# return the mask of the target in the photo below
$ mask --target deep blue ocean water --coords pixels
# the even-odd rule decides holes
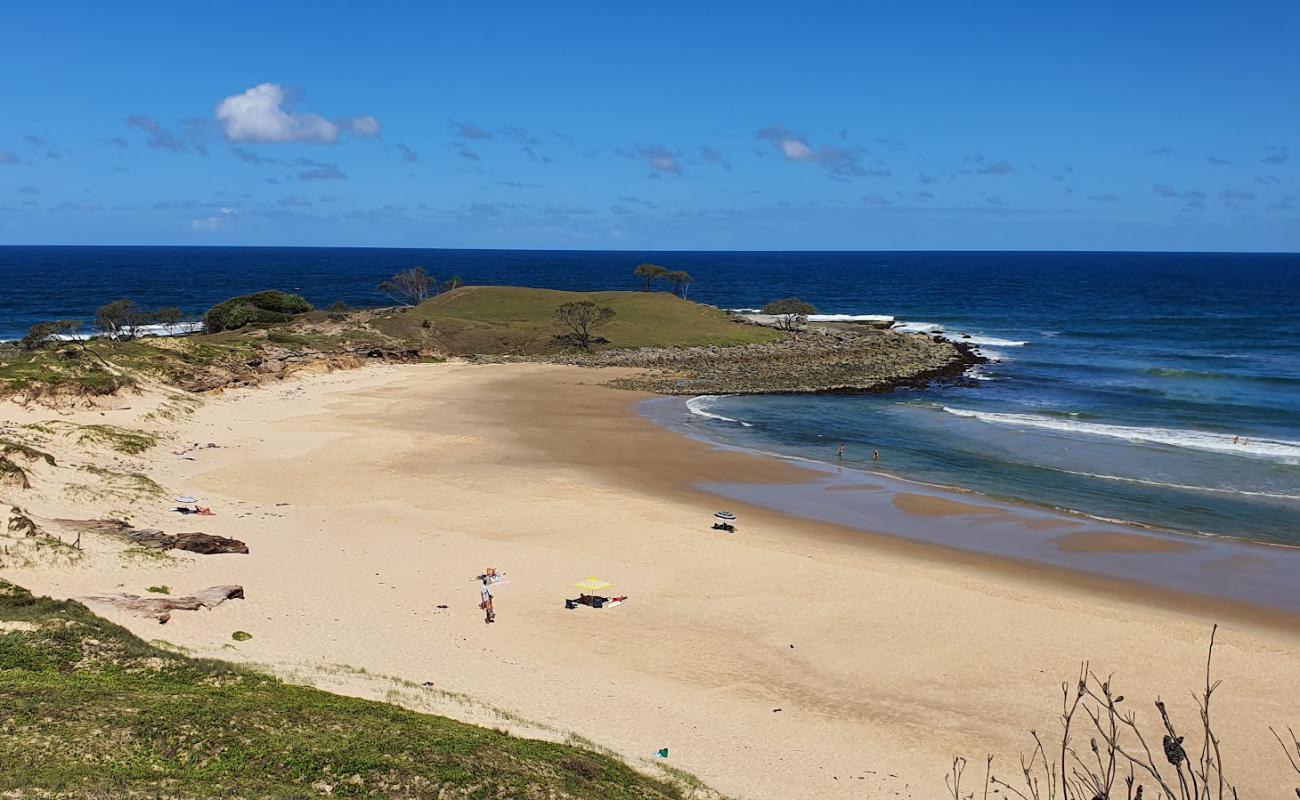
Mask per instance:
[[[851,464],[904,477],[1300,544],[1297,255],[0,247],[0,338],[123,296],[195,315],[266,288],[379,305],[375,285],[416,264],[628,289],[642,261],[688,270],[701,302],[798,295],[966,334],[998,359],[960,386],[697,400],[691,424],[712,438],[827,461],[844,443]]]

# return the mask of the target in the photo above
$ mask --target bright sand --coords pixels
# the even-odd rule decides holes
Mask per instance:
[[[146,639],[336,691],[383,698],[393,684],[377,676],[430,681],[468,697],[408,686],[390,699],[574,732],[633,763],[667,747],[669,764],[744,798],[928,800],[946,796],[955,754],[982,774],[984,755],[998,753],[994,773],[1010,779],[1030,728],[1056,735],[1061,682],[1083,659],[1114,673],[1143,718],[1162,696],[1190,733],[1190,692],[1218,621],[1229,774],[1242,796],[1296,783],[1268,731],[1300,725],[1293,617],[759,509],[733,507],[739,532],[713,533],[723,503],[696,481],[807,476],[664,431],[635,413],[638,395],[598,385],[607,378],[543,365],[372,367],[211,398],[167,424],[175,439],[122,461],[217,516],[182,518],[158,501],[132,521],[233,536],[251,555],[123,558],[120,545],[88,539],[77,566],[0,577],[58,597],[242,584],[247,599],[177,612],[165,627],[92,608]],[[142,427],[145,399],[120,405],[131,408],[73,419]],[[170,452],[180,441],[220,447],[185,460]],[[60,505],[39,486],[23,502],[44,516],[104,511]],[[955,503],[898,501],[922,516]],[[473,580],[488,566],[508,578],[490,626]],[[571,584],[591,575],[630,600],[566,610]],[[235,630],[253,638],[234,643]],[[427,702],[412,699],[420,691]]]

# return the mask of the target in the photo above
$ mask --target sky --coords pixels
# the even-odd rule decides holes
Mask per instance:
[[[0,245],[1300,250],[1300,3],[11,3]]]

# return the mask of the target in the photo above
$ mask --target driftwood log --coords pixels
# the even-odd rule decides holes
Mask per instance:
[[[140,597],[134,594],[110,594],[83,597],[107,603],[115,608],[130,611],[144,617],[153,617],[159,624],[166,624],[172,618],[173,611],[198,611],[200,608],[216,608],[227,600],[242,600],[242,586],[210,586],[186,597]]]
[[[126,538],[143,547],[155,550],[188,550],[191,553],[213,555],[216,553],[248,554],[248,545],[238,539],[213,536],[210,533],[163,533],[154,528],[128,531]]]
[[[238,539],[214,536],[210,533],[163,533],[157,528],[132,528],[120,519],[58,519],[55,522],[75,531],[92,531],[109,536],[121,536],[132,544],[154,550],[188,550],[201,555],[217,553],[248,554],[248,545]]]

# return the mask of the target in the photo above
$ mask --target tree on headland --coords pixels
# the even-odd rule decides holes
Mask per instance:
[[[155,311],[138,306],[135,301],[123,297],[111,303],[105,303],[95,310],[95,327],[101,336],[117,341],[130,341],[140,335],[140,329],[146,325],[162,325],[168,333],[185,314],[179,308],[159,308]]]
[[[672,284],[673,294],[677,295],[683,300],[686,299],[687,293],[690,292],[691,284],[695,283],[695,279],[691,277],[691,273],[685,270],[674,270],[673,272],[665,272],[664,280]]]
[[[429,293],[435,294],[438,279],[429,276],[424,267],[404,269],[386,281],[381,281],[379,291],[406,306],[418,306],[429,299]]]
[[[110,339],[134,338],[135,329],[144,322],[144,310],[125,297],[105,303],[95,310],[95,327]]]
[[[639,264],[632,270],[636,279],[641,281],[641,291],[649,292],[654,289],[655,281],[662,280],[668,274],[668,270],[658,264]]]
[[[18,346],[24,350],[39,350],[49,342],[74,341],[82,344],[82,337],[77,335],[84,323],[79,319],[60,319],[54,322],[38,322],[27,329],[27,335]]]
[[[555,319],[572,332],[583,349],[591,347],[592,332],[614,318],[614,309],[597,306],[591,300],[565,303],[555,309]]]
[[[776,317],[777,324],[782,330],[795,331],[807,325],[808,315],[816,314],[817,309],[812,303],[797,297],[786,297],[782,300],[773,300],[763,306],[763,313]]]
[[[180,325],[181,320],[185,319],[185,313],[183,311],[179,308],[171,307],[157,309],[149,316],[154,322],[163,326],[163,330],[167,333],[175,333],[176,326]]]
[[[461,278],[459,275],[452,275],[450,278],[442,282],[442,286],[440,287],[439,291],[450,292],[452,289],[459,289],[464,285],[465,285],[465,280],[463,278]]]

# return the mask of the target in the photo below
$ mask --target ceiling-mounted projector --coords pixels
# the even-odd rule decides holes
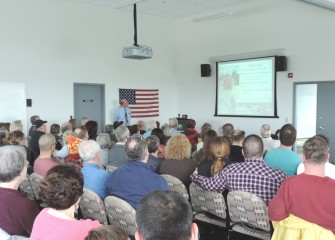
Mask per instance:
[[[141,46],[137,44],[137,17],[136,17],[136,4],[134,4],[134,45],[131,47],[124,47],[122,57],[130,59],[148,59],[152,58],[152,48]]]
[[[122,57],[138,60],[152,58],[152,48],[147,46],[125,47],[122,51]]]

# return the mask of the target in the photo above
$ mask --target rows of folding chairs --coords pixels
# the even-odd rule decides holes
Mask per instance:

☆ ☆ ☆ ☆ ☆

• WORK TASK: Your copy of the data should match it exactly, apart from the images, which are omitted.

• ANSWER TO THE EXERCISE:
# return the mask of the target in the photo below
$ mask --target deep blue ocean water --coords pixels
# the even-odd rule decides holes
Mask per instance:
[[[851,464],[904,477],[1300,544],[1297,255],[0,247],[0,338],[123,296],[195,315],[266,288],[379,305],[375,285],[416,264],[628,289],[642,261],[688,270],[701,302],[798,295],[966,334],[998,359],[960,386],[697,400],[691,424],[712,438],[827,461],[844,443]]]

# return the mask of the target in the photo above
$ mask --target bright sand --coords pixels
# the even-odd rule decides holes
Mask per instance:
[[[146,639],[336,691],[383,698],[393,684],[377,676],[430,681],[468,697],[408,686],[390,699],[574,732],[633,763],[667,747],[669,764],[744,798],[928,800],[946,796],[955,754],[982,774],[984,755],[998,753],[994,773],[1010,779],[1030,728],[1056,735],[1061,682],[1083,659],[1114,673],[1143,718],[1162,696],[1190,733],[1190,692],[1218,621],[1229,774],[1242,796],[1296,783],[1268,731],[1300,725],[1293,617],[759,509],[733,507],[739,532],[713,533],[723,503],[696,481],[807,476],[664,431],[635,413],[638,395],[598,385],[607,378],[543,365],[372,367],[211,398],[167,424],[175,439],[122,461],[217,516],[182,518],[158,501],[132,521],[233,536],[251,555],[123,558],[120,545],[88,539],[77,566],[0,577],[58,597],[242,584],[247,599],[177,612],[165,627],[92,608]],[[142,427],[145,399],[120,405],[131,408],[73,419]],[[170,452],[180,441],[220,447],[185,460]],[[60,505],[39,486],[23,502],[44,516],[104,511]],[[955,503],[898,501],[922,516]],[[473,580],[488,566],[508,578],[490,626]],[[571,584],[591,575],[630,600],[566,610]],[[235,630],[253,638],[234,643]],[[427,702],[412,699],[420,691]]]

# return the mask of the target in the photo above
$ mask --target sky --coords pixels
# the even-odd rule decides holes
Mask per instance:
[[[0,245],[1300,250],[1300,3],[11,3]]]

# return the mask of the target in the photo above
$ mask --target driftwood log --coords pixels
# the even-odd rule decides holes
Mask per instance:
[[[140,597],[134,594],[110,594],[83,597],[107,603],[115,608],[130,611],[144,617],[153,617],[159,624],[166,624],[172,618],[173,611],[198,611],[200,608],[216,608],[227,600],[242,600],[242,586],[210,586],[186,597]]]
[[[126,538],[143,547],[155,550],[188,550],[191,553],[213,555],[216,553],[248,554],[248,545],[238,539],[213,536],[210,533],[163,533],[154,528],[128,531]]]
[[[238,539],[214,536],[210,533],[163,533],[157,528],[132,528],[120,519],[58,519],[55,522],[75,531],[92,531],[109,536],[121,536],[132,544],[154,550],[188,550],[201,555],[217,553],[248,554],[248,545]]]

# return the mask of the target in the photo above
$ mask --target tree on headland --coords pixels
# the even-odd rule decides holes
Mask per instance:
[[[155,311],[138,306],[135,301],[123,297],[111,303],[105,303],[95,310],[95,327],[101,336],[117,341],[130,341],[140,335],[140,329],[146,325],[162,325],[168,333],[185,314],[179,308],[159,308]]]
[[[672,284],[673,294],[677,295],[683,300],[686,299],[687,293],[690,292],[691,284],[695,283],[695,279],[691,277],[691,273],[685,270],[674,270],[673,272],[665,272],[664,280]]]
[[[429,293],[435,294],[438,279],[429,276],[424,267],[404,269],[386,281],[381,281],[379,291],[406,306],[418,306],[429,299]]]
[[[110,339],[134,338],[135,329],[144,322],[144,310],[125,297],[105,303],[95,310],[95,327]]]
[[[639,264],[632,270],[636,279],[641,281],[641,291],[649,292],[654,289],[655,281],[662,280],[668,274],[668,270],[658,264]]]
[[[18,346],[24,350],[39,350],[49,342],[74,341],[82,344],[82,337],[77,335],[84,323],[79,319],[60,319],[54,322],[38,322],[27,329],[27,335]]]
[[[555,319],[572,332],[583,349],[591,347],[592,332],[614,318],[614,309],[597,306],[591,300],[565,303],[555,309]]]
[[[776,317],[777,324],[782,330],[795,331],[807,325],[808,315],[816,314],[817,309],[812,303],[797,297],[786,297],[782,300],[773,300],[763,306],[763,313]]]
[[[180,325],[181,320],[185,319],[185,313],[183,311],[179,308],[171,307],[157,309],[149,316],[154,322],[163,326],[163,330],[167,333],[175,333],[176,326]]]
[[[461,278],[459,275],[452,275],[450,278],[442,282],[442,286],[440,287],[439,291],[450,292],[452,289],[459,289],[464,285],[465,285],[465,280],[463,278]]]

# return the mask of the target in the photo below
$ mask --target ceiling-mounted projector --coords pixels
# the even-odd rule decides holes
Mask per instance:
[[[141,46],[137,44],[137,17],[136,17],[136,4],[134,4],[134,45],[131,47],[124,47],[122,57],[130,59],[148,59],[152,58],[152,48]]]
[[[122,57],[138,60],[152,58],[152,48],[147,46],[125,47],[122,51]]]

# return the mask of the target in the photo above
$ mask --target rows of folding chairs --coords pixels
# the even-odd rule decides holes
Mask per instance:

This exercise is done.